===== TRECHO

Publicado em 6 de abril de 2017 às 10h08.

Última atualização em 6 de abril de 2017 às 11h44.

Suas definições de “fugir de casa” foram atualizadas: Bruno Borges, estudante de psicologia de 24 anos, almoçou com a família em 27 de março, uma segunda-feira normal em Rio Branco, capital do Acre.

Após um lacônico “até mais, pai”, dobrou o quarteirão e desapareceu – em seu quarto, deixou 14 grossos livros manuscritos criptografados e uma estátua do filósofo e teólogo italiano Giordano Bruno avaliada em R$ 7 mil.

Um vídeo gravado no interior do cômodo se espalhou em um piscar de olhos pelas redes sociais, e a estupefação não ficou reservada a ufólogos e teóricos da conspiração: até os cidadãos mais insuspeitos pensam estar diante de uma espécie de gênio ou profeta, e aguardam curiosos o desfecho da história.

https://twitter.com/vicamachadoc/status/849696707008974848

Referências acadêmicas não faltam na hora de interpretar o caso: um colunista do Estado de S. Paulo já até percebeu semelhanças entre a vida de Bruno Borges e um conto obscuro de Machado de Assis.

Mas quem foi, afinal, Giordano Bruno – ídolo e xará do rapaz desaparecido –, e o que seu pensamento tem a ver com o do estudante?

Filósofo, matemático, astrônomo, poeta e teólogo – seu currículo é maior que uma nota fiscal de compra do mês.

O frade italiano nascido em 1548 entrou para a história após questionar abertamente crenças fundamentais da Igreja Católica, como a existência de céu e inferno, a danação eterna e a concepção de Cristo por uma mulher virgem.

==========

### TAREFAS PROPOSTAS
1 - Reproduza fielmente a parte do trecho sobre Bruno Borges que começa em "O frade italiano" e segue até "uma mulher virgem.".
2 - Prossiga com o trecho sobre Bruno Borges e Giordano Bruno a partir do ponto em que ele termina.
O material não tem nenhuma relação com o trecho.

===== MATERIAL FORNECIDO

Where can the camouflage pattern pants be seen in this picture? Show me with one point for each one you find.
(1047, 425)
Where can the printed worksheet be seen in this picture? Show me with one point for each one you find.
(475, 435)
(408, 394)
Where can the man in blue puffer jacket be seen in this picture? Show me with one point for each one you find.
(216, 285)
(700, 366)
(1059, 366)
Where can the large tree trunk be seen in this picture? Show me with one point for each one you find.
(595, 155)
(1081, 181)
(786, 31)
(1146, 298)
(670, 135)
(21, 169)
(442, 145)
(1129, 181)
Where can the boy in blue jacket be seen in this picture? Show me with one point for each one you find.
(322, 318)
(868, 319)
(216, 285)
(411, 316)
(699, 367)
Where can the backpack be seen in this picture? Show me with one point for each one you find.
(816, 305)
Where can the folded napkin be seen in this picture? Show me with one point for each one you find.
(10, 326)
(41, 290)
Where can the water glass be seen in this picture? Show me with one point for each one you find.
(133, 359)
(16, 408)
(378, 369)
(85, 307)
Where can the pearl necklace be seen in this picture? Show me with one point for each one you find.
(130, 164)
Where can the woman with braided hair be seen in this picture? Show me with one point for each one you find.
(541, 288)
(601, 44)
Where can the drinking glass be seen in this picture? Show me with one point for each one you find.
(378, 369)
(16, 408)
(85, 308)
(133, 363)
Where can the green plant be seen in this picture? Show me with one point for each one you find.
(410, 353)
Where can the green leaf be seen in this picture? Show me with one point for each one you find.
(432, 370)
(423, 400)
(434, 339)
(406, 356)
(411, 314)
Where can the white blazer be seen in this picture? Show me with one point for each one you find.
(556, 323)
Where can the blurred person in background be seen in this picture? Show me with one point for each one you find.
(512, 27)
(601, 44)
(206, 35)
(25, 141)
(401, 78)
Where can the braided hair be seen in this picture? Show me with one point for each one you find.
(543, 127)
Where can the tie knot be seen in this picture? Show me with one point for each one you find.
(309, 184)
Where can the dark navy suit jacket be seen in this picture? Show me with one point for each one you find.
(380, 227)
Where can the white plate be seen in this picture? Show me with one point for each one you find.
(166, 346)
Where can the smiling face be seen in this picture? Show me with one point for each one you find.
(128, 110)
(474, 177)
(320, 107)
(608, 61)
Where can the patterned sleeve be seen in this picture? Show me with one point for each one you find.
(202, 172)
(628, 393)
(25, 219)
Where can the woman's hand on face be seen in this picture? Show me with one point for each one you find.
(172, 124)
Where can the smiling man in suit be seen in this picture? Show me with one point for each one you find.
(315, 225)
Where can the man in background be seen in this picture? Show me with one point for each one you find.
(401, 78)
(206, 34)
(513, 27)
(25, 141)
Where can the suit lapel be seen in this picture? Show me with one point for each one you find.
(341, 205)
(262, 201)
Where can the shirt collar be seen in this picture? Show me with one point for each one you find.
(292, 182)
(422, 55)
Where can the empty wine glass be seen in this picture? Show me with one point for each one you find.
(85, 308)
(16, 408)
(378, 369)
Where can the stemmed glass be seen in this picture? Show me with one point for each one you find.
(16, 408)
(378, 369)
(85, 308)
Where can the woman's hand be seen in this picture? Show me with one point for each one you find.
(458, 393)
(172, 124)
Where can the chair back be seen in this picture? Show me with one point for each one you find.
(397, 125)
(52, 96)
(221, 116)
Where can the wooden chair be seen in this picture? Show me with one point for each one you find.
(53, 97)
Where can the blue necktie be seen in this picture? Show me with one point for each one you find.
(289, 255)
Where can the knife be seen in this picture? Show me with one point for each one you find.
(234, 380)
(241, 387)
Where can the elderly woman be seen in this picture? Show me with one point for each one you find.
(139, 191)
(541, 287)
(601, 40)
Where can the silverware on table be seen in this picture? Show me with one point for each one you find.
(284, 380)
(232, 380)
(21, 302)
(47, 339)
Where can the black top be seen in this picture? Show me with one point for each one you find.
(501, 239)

==========

### RESPOSTAS POR TAREFA
1 -
O frade italiano nascido em 1548 entrou para a história após questionar abertamente crenças fundamentais da Igreja Católica, como a existência de céu e inferno, a danação eterna e a concepção de Cristo por uma mulher virgem.

2 -
Bruno também era uma espécie de herdeiro intelectual do heliocentrismo de Nicolau Copérnico, e não se limitou a concordar que a Terra é que dava voltas em torno do Sol – o que na época, por si só, era o suficiente para morrer na fogueira dos tribunais eclesiásticos.

Observando o céu, foi além e concluiu que as estrelas não eram só pontos de luz, mas outros “sóis” muito distantes.

Cada um teria seu próprio conjunto de planetas girando em torno de si, e qualquer um desses corpos poderia abrigar vida – doutrina visionária que ganharia o nome de “pluralismo cósmico”.

Na obra A Causa, o Princípio e o Uno, ele diz: “o universo é, então, uno e infinito (…) Não é possível compreendê-lo e ele não tem limites.

Nesse sentido, ele é indeterminável, e consequentemente imóvel.” Em Sobre o Infinito do Universo e os Mundos, Bruno também afirma que outros planetas “não têm menos virtude nem uma natureza diferente da de nossa Terra”, e, como ela, “contêm animais e habitantes.”

Por trás de sua visão de infinito estava o panteísmo: a crença de que Deus não é uma figura metafísica separada do universo palpável, mas que ambos estão em completa identificação e são, no fundo, a mesma coisa.

O filósofo, apesar da perseguição, chegou a lecionar Aristóteles na Universidade de Halle-Wittenberg, uma instituição de ensino alemã luterana – os protestantes, fiéis a seus princípios de livre interpretação da Bíblia, toleraram sua subversão teórica por mais tempo que católicos tradicionais.

Ele foi queimado em 1600, e se tornou um mártir dos iluministas no século 19. Até hoje é símbolo da liberdade de pensamento e expressão, e suas ideias estão na vanguarda da astronomia contemporânea: o telescópio Kepler, lançado pela Nasa em 2009, já identificou mais de 2,3 mil dos mundos distantes que habitavam os sonhos de Giordano Bruno.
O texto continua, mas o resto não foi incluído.